OBJECTIVE ▸ Please rescale the lines starting with the line that contains "Report x and y for each instance of the gravel" and going on through the line that contains "x=66, y=361", reproducing all of them, requests included, with every x and y coordinate in the answers multiplied by 1.2 and rounded to whole numbers, halves up. Return only those lines.
=== RECORDED INFORMATION ===
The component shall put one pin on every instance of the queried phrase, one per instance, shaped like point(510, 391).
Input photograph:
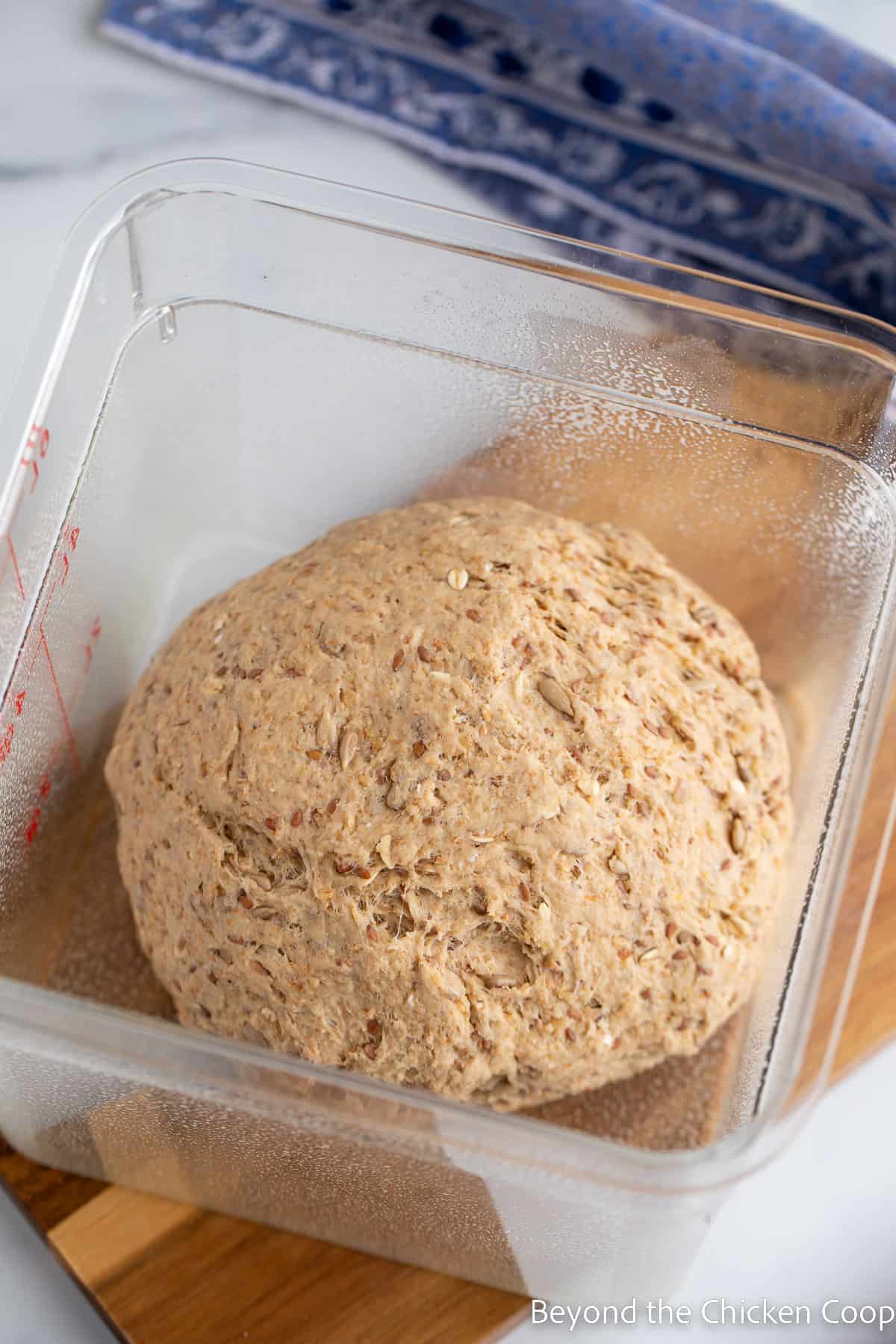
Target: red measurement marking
point(34, 826)
point(35, 448)
point(15, 566)
point(11, 550)
point(62, 705)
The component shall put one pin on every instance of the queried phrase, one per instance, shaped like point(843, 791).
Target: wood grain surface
point(168, 1272)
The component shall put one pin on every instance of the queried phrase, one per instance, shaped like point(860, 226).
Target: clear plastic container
point(231, 361)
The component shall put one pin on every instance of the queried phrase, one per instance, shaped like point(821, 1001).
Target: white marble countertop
point(78, 114)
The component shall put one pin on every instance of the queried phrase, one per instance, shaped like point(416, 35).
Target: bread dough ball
point(465, 796)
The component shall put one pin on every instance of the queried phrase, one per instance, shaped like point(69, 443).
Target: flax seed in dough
point(465, 796)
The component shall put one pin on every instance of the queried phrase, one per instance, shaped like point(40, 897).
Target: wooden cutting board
point(168, 1272)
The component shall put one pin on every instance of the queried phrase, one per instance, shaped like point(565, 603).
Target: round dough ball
point(464, 794)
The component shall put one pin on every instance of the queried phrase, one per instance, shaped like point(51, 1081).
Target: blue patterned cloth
point(729, 134)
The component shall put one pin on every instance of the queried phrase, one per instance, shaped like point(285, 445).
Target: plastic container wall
point(235, 359)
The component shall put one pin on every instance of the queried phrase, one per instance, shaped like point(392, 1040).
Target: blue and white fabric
point(729, 134)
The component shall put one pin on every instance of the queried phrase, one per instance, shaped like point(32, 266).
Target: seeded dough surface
point(464, 794)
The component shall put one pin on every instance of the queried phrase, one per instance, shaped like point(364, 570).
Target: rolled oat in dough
point(464, 794)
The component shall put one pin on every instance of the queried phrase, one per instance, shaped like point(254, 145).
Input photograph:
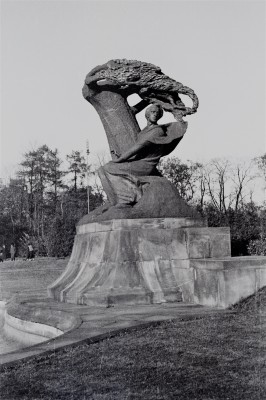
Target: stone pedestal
point(137, 261)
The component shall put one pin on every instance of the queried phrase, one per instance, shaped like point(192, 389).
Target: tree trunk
point(119, 122)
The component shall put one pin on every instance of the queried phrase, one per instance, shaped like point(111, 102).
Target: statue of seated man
point(125, 178)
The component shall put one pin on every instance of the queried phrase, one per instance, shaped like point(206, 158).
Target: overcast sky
point(215, 47)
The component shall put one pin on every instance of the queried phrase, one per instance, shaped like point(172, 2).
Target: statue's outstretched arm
point(131, 152)
point(139, 106)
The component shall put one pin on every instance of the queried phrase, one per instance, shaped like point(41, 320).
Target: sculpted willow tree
point(133, 185)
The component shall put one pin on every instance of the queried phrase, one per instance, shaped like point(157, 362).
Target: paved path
point(92, 323)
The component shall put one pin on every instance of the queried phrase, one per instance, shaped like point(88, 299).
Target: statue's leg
point(121, 188)
point(107, 187)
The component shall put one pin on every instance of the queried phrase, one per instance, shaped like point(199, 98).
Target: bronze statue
point(132, 183)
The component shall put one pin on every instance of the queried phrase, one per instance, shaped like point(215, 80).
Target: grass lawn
point(219, 357)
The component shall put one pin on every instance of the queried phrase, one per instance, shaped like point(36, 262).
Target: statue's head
point(154, 113)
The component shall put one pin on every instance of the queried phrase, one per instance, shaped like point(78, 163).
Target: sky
point(215, 47)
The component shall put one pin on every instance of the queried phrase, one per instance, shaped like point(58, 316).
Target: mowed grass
point(216, 357)
point(26, 276)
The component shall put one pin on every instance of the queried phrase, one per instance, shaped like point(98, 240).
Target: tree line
point(44, 201)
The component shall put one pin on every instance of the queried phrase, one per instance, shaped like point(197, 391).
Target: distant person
point(4, 252)
point(30, 252)
point(12, 251)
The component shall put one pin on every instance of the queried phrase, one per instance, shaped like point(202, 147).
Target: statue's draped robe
point(124, 182)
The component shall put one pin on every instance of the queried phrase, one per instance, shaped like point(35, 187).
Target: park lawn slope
point(216, 357)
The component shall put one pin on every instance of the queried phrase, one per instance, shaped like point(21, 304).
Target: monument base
point(137, 261)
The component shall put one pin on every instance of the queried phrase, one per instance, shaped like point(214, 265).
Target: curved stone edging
point(28, 332)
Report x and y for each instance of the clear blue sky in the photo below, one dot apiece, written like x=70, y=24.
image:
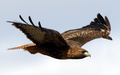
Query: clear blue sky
x=60, y=15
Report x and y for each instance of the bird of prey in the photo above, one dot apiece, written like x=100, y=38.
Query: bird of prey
x=66, y=45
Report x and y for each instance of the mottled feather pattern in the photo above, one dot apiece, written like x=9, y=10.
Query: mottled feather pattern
x=66, y=45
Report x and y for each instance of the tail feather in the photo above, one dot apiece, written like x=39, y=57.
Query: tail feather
x=23, y=46
x=107, y=23
x=101, y=19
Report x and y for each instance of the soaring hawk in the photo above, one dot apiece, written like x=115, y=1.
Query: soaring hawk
x=66, y=45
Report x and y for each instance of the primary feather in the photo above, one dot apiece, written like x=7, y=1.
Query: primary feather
x=66, y=45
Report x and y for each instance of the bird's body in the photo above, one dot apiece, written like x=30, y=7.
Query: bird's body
x=66, y=45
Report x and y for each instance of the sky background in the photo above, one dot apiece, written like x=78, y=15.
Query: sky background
x=60, y=15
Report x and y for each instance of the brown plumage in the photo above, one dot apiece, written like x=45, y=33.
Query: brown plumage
x=66, y=45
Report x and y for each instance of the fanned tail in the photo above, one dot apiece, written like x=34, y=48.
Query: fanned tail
x=23, y=46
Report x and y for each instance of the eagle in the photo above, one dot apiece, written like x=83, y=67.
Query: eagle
x=66, y=45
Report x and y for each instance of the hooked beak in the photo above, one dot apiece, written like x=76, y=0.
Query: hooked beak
x=87, y=54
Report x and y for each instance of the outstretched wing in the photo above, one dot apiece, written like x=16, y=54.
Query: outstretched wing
x=97, y=28
x=39, y=35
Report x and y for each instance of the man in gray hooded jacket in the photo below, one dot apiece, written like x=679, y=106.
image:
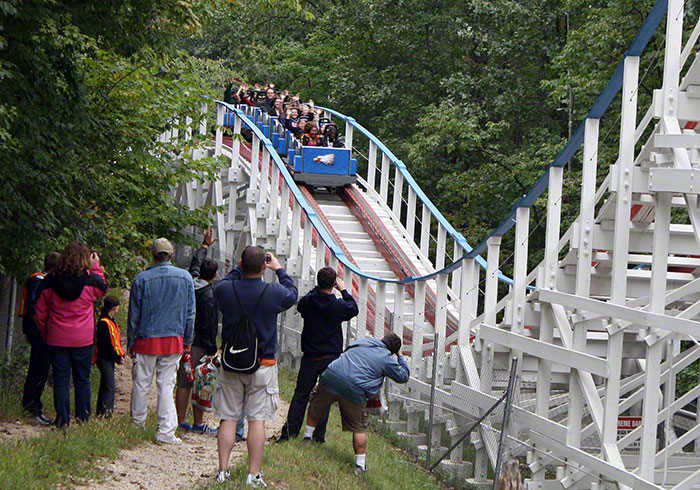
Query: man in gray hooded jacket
x=352, y=379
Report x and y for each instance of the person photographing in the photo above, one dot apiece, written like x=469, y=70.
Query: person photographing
x=352, y=379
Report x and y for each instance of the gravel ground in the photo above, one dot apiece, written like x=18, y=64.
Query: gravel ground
x=160, y=466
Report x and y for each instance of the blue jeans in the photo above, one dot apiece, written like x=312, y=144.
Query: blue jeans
x=240, y=426
x=66, y=361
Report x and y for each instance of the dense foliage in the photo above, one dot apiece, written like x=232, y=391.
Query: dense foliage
x=86, y=88
x=476, y=97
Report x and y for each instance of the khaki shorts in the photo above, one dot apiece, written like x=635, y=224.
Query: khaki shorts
x=354, y=415
x=258, y=393
x=182, y=381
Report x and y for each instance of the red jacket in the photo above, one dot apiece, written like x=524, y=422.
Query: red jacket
x=64, y=311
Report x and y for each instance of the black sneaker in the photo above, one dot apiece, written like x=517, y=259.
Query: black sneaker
x=42, y=420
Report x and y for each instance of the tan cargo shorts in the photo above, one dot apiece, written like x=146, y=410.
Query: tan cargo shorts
===
TASK RESULT ▸
Report x and y for each instance of the gravel ground in the photo above, one dot apiece, written like x=18, y=64.
Query: gravel ground
x=192, y=559
Report x and y for each instance of the blue jeans in the photo above, one dot apiece, written like x=312, y=144.
Query: blue jeans
x=288, y=511
x=79, y=433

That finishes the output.